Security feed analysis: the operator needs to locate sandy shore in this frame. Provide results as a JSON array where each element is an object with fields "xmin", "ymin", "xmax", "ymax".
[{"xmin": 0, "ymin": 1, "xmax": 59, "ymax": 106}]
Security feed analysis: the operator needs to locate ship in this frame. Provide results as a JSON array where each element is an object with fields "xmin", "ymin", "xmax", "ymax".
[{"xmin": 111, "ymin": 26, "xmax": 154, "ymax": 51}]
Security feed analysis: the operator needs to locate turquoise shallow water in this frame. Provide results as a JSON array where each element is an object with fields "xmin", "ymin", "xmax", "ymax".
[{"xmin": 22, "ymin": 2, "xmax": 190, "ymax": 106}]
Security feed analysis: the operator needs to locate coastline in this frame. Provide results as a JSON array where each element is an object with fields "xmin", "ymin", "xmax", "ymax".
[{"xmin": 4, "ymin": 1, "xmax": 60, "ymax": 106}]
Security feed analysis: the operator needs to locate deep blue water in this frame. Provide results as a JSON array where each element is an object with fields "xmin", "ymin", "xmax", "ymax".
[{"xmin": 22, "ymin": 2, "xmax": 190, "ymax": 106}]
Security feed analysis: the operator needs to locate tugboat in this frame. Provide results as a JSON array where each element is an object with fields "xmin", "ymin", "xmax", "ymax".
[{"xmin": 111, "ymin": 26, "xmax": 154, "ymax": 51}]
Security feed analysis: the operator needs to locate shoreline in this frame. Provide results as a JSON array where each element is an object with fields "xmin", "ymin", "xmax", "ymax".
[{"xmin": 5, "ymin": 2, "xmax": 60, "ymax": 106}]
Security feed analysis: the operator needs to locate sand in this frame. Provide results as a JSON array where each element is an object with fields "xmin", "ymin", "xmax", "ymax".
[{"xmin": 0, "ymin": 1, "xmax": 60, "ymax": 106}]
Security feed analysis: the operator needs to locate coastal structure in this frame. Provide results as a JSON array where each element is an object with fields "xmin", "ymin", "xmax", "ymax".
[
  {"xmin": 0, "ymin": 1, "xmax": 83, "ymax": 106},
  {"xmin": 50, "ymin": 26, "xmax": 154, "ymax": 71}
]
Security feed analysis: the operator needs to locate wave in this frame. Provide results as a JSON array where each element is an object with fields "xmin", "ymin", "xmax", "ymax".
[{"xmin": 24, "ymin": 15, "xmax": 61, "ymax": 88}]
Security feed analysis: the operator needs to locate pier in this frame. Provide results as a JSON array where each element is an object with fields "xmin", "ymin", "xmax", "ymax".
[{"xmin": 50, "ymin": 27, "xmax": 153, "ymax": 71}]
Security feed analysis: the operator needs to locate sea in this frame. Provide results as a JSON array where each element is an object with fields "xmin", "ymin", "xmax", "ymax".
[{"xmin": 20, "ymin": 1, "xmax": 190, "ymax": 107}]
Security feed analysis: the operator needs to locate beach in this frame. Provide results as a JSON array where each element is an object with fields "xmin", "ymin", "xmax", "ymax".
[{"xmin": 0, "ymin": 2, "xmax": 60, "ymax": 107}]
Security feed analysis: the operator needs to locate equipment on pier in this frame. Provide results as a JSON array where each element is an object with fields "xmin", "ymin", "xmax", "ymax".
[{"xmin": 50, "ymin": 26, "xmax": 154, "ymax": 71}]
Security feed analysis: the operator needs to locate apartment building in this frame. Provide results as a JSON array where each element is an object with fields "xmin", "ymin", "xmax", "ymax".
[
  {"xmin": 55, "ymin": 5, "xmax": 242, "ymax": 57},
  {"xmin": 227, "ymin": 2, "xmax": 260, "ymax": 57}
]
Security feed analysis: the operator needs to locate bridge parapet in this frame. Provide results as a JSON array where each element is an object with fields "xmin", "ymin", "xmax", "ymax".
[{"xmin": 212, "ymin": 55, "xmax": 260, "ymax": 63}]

—————

_Do this_. Would you reproduce all the entries exactly?

_Expected answer_.
Security feed analysis: the operator needs to locate sandy shore in this frame. Provide results as a JSON array where each element is an object with fields "xmin", "ymin", "xmax", "ymax".
[{"xmin": 0, "ymin": 1, "xmax": 59, "ymax": 106}]
Security feed analysis: the operator needs to locate ship in this frame. Provide results as a JSON array where each element is an object with fields "xmin", "ymin", "xmax", "ymax".
[{"xmin": 111, "ymin": 26, "xmax": 154, "ymax": 51}]
Security feed analysis: the operator needs to locate turquoise shallow water in this frame. Provide results as a JSON array where each element is an object with fields "xmin", "ymin", "xmax", "ymax".
[{"xmin": 22, "ymin": 2, "xmax": 190, "ymax": 106}]
Security feed analysis: the operator needs to locate coastline in this frame. Provide results as a JSON array where each element is an object with fields "xmin", "ymin", "xmax", "ymax".
[{"xmin": 4, "ymin": 1, "xmax": 60, "ymax": 106}]
Security feed analysis: the operator needs to locate deep blue water in this frame. Provide results as a JSON array where each element is an object with fields "xmin", "ymin", "xmax", "ymax".
[{"xmin": 22, "ymin": 2, "xmax": 190, "ymax": 106}]
Security feed analysis: the operator needs to locate tugboat in this frame. Provide results as a JSON array where each element is an object with fields "xmin", "ymin", "xmax", "ymax".
[{"xmin": 111, "ymin": 26, "xmax": 154, "ymax": 51}]
Security feed analysis: the operator needs to locate shoreline in this frame. Provide results as a JSON array where each element is an object with fields "xmin", "ymin", "xmax", "ymax".
[{"xmin": 5, "ymin": 2, "xmax": 60, "ymax": 106}]
Security feed analysis: the operator needs to locate sand in this frame. Provide results as a JSON array where each element is an object with fields "xmin", "ymin", "xmax", "ymax".
[{"xmin": 0, "ymin": 1, "xmax": 60, "ymax": 106}]
Security feed analysis: the operator needs to locate coastal structure in this frame. Provide results as a JSON array where each element is an object with fields "xmin", "ymin", "xmax", "ymax".
[
  {"xmin": 0, "ymin": 1, "xmax": 83, "ymax": 106},
  {"xmin": 50, "ymin": 26, "xmax": 154, "ymax": 71}
]
Security feed analysis: the operator needs to locate wave in this frame. Provide results as a JSON array where each element is an object with fields "xmin", "ymin", "xmax", "ymax".
[{"xmin": 24, "ymin": 15, "xmax": 61, "ymax": 88}]
Security feed analysis: the operator needs to locate pier in this frame. Provide results as a JSON array where each element is an object with fields "xmin", "ymin", "xmax", "ymax".
[{"xmin": 50, "ymin": 27, "xmax": 153, "ymax": 71}]
Security feed analysis: the operator needs to locate sea in this frame. Provide results as a JSON array where each element is an object with fields "xmin", "ymin", "xmax", "ymax".
[{"xmin": 20, "ymin": 1, "xmax": 190, "ymax": 107}]
Security feed analysis: the operator needs to locate beach in this frame. Provide results as a JSON array where each element is an object with fields "xmin", "ymin", "xmax", "ymax".
[{"xmin": 0, "ymin": 2, "xmax": 60, "ymax": 107}]
Security feed analysis: the operator needs to locate equipment on pier in this frame. Provide results as a JSON array where each element is an object with fields "xmin", "ymin", "xmax", "ymax".
[{"xmin": 50, "ymin": 26, "xmax": 154, "ymax": 71}]
Security feed analysis: the operator needs to locate apartment building in this frame. Provide results as a JSON array where each element is an object with fields "xmin", "ymin", "xmax", "ymax".
[
  {"xmin": 55, "ymin": 5, "xmax": 242, "ymax": 57},
  {"xmin": 227, "ymin": 2, "xmax": 260, "ymax": 57}
]
Security feed analysis: the operator needs to locate bridge parapet in this frame. Provide results as a JSON array where each element is an object with fields "xmin", "ymin", "xmax", "ymax".
[{"xmin": 212, "ymin": 55, "xmax": 260, "ymax": 63}]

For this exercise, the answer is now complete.